Questions on the material =>
A) Using the column on CVS's buyout of Anchor Drug below, answer each question.
(i) For how many years was Anchor paid to refrain from doing business in the neighborhood?
(ii) Which CVS spokesman is quoted?
(iii) Within how many minutes could consumers get prescriptions filled at Anchor?
B) Say whether each statement agrees with the column on CVS's buyout of Anchor Drug below, and quote the words that decide it.
(i) The judge sealed details of the case at CVS's insistence.
(ii) The benefits the spokesman cited became available only after Anchor Drug closed.
(iii) CVS says it is helping aging or financially challenged pharmacists get a good price for their businesses.
C) Pick up the column on CVS's buyout of Anchor Drug after its final sentence and carry it forward.

Extract =>
----

Unfortunately, the judge has put too many of the juicy details of this case under seal at CVS's insistence. But from the pleadings, orders and exhibits that are available, it is pretty clear that CVS paid a big premium to Anchor and its pharmacist to close up shop and refrain from doing business in the neighborhood for three years. One expert testified that such a premium could have made economic sense only if CVS expected to capture most of Anchor's business and gain enough market power to raise prices. And, indeed, according to the company data reviewed by the expert, that is precisely what happened.

As you might imagine, CVS is shocked -- shocked! -- that anyone would think its aim is to lessen competition. As the company sees it, it is merely helping aging or financially challenged pharmacists get a good price for the businesses they've built up over the years. When I asked what benefit consumers got, spokesman Todd Andrews cited CVS's longer hours, bigger stores, easier parking and the ability to get prescriptions filled at any of CVS's dozens of locations.

As an antitrust defense, this is laughable. All of those "benefits" were available before Anchor Drug was induced to close its doors, so there is no net gain for consumers. Meanwhile, consumers have lost a pharmacy where they could get their prescriptions filled within 15 minutes or delivered to their homes and where pharmacists weren't too busy to give advice about a bad back, mix a compound when necessary or add a flavoring to a yucky-tasting antibiotic.

----

Stored data =>

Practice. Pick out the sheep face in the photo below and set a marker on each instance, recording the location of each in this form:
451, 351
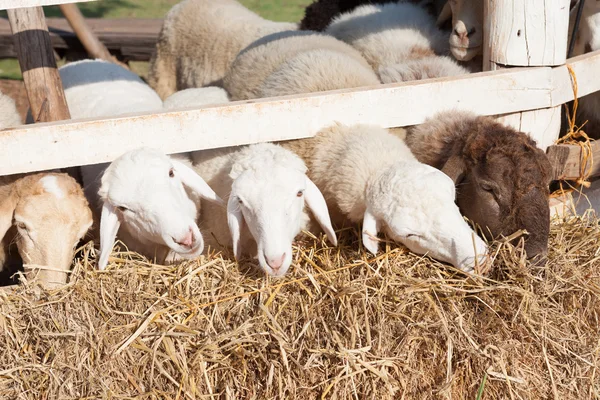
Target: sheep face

----

Responses in order =>
A)
(i) Three years.
(ii) Todd Andrews.
(iii) Within 15 minutes.

B)
(i) Yes: "the judge has put too many of the juicy details of this case under seal at CVS's insistence."
(ii) No: "All of those "benefits" were available before Anchor Drug was induced to close its doors."
(iii) Yes: "it is merely helping aging or financially challenged pharmacists get a good price for the businesses they've built up over the years."

C)
What this means is that people in my neighborhood (and probably yours, as well) are paying the same price for inferior service, with the only convenient alternative being a Rite Aid a mile away where the service is even worse. In economic terms, that amounts to a higher price. In legal terms, it was imposed unilaterally on consumers by a dominant firm with a 54 percent share of the regional market. If that's not an antitrust violation, I don't know what is.

Ah, but what about the possibility of another full-service store opening up nearby? Not bloody likely. Because a handful of pharmacy benefit managers, hired by insurance companies, have been allowed to capture virtually all of the profit in the distribution channel for prescription drugs (another antitrust screw-up), net profit margins for filling prescriptions have been squeezed to 2 or 3 percent. The only reason to do it at all is to bring in customers to buy others things, whether it's hair coloring at CVS or oxygen tanks and wheelchairs at many of the surviving independents.

CVS is as much a victim of this dysfunctional drug market as other retailers. But the solution is not to compound the problem by letting it buy up and close down what little real competition remains.